▶ Requirements: Gather every line in the data below that contains the word "mill".

(Dataset excerpt)
--- START ---

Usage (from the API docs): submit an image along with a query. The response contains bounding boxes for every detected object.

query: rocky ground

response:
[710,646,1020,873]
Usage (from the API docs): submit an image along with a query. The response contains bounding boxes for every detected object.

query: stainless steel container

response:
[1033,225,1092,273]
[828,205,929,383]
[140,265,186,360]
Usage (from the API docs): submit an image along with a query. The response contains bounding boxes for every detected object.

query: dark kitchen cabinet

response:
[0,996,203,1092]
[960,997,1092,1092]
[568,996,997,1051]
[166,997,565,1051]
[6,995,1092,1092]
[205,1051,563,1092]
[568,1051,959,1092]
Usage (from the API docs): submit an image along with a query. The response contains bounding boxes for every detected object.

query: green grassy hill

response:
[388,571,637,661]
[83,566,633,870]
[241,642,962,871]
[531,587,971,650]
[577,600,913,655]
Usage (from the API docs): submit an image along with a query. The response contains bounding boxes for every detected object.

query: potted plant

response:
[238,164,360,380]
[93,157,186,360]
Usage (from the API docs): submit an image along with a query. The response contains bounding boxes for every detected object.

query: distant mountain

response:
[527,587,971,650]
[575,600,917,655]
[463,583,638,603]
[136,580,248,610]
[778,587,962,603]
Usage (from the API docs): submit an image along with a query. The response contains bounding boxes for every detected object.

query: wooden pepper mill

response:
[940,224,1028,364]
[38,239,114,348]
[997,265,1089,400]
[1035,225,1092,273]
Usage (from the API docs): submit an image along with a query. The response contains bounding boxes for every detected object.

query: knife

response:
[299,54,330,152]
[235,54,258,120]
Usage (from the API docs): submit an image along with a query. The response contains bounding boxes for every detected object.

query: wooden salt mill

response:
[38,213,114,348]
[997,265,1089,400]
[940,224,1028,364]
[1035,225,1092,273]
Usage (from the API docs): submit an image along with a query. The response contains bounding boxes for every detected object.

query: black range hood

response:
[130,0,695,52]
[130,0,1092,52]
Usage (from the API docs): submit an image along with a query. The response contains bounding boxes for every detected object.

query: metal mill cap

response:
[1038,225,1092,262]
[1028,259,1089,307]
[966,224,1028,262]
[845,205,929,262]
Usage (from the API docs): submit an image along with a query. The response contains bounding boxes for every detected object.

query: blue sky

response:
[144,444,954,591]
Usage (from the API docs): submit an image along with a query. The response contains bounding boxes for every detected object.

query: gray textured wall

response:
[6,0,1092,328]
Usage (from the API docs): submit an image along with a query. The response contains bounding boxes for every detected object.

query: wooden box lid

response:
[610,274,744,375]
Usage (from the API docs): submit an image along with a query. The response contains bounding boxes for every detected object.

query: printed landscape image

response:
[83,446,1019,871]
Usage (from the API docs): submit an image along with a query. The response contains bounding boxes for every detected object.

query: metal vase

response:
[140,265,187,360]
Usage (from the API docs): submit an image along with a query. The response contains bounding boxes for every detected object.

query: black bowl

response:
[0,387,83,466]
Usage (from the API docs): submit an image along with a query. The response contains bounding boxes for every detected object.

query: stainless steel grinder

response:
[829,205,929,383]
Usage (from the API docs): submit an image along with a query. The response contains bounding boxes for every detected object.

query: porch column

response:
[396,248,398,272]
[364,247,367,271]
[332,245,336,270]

--- END ---

▶ The answer:
query: wooden pepper mill
query: wooden salt mill
query: metal mill cap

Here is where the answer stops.